▸ **LISTED ENTRIES**
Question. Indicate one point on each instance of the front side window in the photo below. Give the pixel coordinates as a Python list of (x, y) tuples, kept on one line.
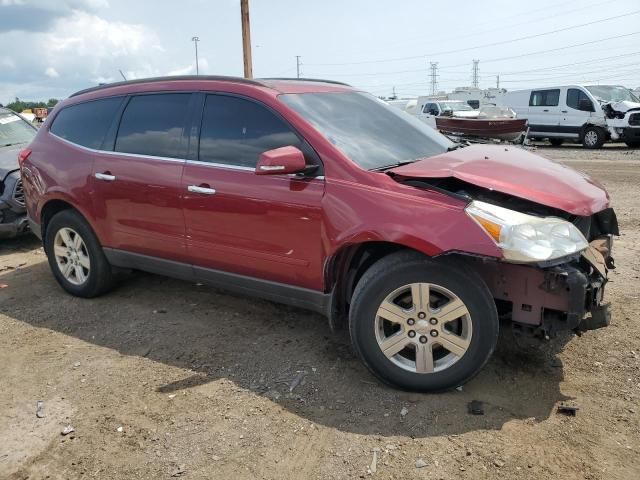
[(577, 100), (367, 130), (153, 125), (86, 123), (14, 130), (236, 131), (545, 98)]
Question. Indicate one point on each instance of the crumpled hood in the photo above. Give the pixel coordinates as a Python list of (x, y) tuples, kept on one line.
[(517, 172), (9, 159), (624, 106)]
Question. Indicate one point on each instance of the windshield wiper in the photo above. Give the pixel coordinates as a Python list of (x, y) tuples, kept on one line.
[(393, 165)]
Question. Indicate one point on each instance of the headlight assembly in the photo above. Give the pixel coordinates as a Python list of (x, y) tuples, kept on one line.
[(524, 238)]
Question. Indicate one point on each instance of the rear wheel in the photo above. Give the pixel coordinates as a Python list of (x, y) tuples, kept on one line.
[(422, 325), (76, 257), (594, 137)]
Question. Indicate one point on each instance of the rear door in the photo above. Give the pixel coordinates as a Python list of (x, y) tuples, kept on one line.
[(576, 112), (262, 226), (136, 189), (544, 111)]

▸ **THE PROBLEM**
Can you repeat all of the rows above word for word, omitting the picture?

▸ **FINAL RESULT**
Question. Indicate one point on each instance of the front side window in the photo below. Give the pixel coordinates as a Python list of (x, y) tuples, kept on one line.
[(577, 100), (367, 130), (153, 125), (86, 123), (14, 130), (236, 131), (545, 98)]
Question. Indicate one point on each instance of the crumpled hood in the photo above. Give the pixel coordinates as a Python list of (x, y) tuples, kept on one line.
[(517, 172), (9, 159), (624, 106)]
Question. Indicate one point on each instance of the windshield wiper in the photo above. Give the pixel coordinates as a Python list of (x, y) tuples, kept on one line.
[(393, 165)]
Question. Indicate one point on each instance of the headlight assembly in the photo above. Give the pixel coordinates as a Python list of (x, y) tuples, kept on one line.
[(524, 238)]
Question. Indicate one point on each instance of the rear wheel in the photo above. Give the pixel coordinates as a Python list of (x, y) tuples, kept on one line.
[(422, 325), (76, 257), (594, 137)]
Question. Indicate one point on each instance of the rear door in the photo above. Give the pixel coordinates as a Python list of (x, y) tuples, kept on one line.
[(576, 112), (262, 226), (136, 189), (544, 111)]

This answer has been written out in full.